Exercise details: Copy out all the data, word for word.
:: Data supplied
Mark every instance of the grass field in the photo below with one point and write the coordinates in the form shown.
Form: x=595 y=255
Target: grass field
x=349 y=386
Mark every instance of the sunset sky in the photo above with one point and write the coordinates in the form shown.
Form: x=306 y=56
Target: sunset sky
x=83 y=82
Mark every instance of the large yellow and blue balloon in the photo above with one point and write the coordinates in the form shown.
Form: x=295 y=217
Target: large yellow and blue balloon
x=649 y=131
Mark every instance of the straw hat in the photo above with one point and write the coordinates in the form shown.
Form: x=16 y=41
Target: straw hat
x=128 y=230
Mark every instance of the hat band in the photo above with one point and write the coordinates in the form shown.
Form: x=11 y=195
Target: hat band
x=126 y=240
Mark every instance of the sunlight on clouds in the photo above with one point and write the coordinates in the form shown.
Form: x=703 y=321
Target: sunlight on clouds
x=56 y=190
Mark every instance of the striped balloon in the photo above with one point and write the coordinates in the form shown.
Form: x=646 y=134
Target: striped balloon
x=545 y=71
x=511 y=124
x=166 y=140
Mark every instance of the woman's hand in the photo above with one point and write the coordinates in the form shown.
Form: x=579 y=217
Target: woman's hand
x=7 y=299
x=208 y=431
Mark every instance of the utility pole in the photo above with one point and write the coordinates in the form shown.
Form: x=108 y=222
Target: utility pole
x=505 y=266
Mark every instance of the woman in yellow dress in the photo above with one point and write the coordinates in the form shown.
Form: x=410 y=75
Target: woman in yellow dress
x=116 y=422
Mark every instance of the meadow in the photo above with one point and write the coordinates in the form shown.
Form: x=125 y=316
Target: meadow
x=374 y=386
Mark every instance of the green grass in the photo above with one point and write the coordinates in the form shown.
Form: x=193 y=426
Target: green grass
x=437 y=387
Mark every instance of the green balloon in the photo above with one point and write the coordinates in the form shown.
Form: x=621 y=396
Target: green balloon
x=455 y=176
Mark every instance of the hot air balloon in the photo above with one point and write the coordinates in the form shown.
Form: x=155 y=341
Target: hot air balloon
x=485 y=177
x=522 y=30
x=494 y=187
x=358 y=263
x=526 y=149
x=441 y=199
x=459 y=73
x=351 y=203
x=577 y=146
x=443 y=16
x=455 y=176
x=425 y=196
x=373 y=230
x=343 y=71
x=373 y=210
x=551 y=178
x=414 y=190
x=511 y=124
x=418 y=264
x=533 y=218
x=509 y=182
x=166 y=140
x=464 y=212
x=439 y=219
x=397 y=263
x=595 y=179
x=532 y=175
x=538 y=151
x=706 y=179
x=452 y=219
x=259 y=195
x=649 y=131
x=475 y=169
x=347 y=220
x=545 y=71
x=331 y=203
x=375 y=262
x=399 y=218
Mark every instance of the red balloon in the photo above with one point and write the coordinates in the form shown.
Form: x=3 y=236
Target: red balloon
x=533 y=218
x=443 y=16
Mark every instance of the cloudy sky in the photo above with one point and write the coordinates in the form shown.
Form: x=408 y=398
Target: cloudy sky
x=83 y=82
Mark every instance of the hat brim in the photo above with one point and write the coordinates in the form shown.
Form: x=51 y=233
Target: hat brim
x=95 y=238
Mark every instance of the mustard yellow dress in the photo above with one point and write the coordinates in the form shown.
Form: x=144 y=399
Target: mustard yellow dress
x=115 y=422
::::
Solution to this problem:
Mark every instance of the grass field in the photo below with one point and write the coordinates in the form shown.
Form: x=595 y=255
Target: grass field
x=349 y=386
Mark every instance of the sunset sky in the photo above with one point and write the coordinates in the form shown.
Form: x=306 y=56
Target: sunset sky
x=83 y=82
Mark every instance of the large yellow and blue balloon in the photo above with one point and write the coordinates in the form shown.
Form: x=295 y=217
Target: large yellow and blue balloon
x=649 y=131
Mark every instance of the straw hat in the photo above with one point and write the coordinates in the form shown.
Form: x=16 y=41
Target: straw hat
x=128 y=230
Mark every instance of the hat band in the photo above with one point and write the coordinates in the form shown.
Form: x=11 y=195
Target: hat band
x=126 y=240
Mark every instance of the sunlight on clouds in the photo above with one point and write the coordinates in the form shown.
Form: x=703 y=321
Target: sunlight on clouds
x=56 y=190
Mark every instance of the striped balloon in the photo above with one point and write the coordinates in the form shown.
Form: x=646 y=134
Target: striped balloon
x=545 y=71
x=511 y=124
x=166 y=140
Mark every instance of the woman's hand in the photo above with one point and write the coordinates in the form shown.
Form: x=579 y=217
Target: woman's hand
x=7 y=299
x=208 y=431
Mark every instance of the utility pole in the photo above with one point and write the coordinates in the form shown.
Form: x=108 y=222
Target: utility pole
x=505 y=266
Mark every instance of the woman in yellow dress in the photo above with one point and write the coordinates in the form shown.
Form: x=410 y=75
Target: woman in yellow dress
x=116 y=422
Mark every instance of the meadow in the photo above with one point and write the coordinates in the form shown.
Form: x=125 y=316
Target: meadow
x=374 y=386
Mark every instance of the green grass in the photo above with one point and write the coordinates in the form shown.
Form: x=193 y=426
Target: green grass
x=437 y=387
Mark every instance of the green balloon in the photo above with one point and write the coordinates in the form shown.
Form: x=621 y=396
Target: green balloon
x=455 y=176
Mark every instance of the hot air balloon in the photo above with one point and write the coordinates in the form shown.
Form: x=155 y=341
Target: hot air balloon
x=485 y=177
x=522 y=30
x=494 y=187
x=358 y=263
x=526 y=149
x=441 y=199
x=459 y=73
x=351 y=203
x=577 y=146
x=443 y=16
x=455 y=176
x=425 y=196
x=373 y=230
x=343 y=71
x=373 y=210
x=551 y=178
x=414 y=190
x=511 y=124
x=418 y=264
x=533 y=218
x=509 y=182
x=166 y=140
x=464 y=212
x=439 y=219
x=397 y=263
x=595 y=179
x=532 y=175
x=538 y=151
x=706 y=179
x=452 y=219
x=259 y=195
x=649 y=131
x=475 y=169
x=347 y=220
x=545 y=71
x=331 y=203
x=375 y=262
x=399 y=218
Mark every instance of the red balloon in the photo above with one point and write the coordinates in the form shown.
Form: x=3 y=236
Target: red balloon
x=533 y=218
x=443 y=16
Mark every instance of the cloudy sky in the photo above with one point and write the coordinates in the form shown.
Form: x=408 y=398
Target: cloudy sky
x=83 y=82
Mark every instance of the hat brim in the photo above with one point and write the coordinates in the form shown.
Form: x=51 y=233
Target: hat brim
x=95 y=238
Mark every instance of the mustard yellow dress in the photo above with one point and write the coordinates in the form shown.
Form: x=144 y=399
Target: mustard yellow dress
x=115 y=422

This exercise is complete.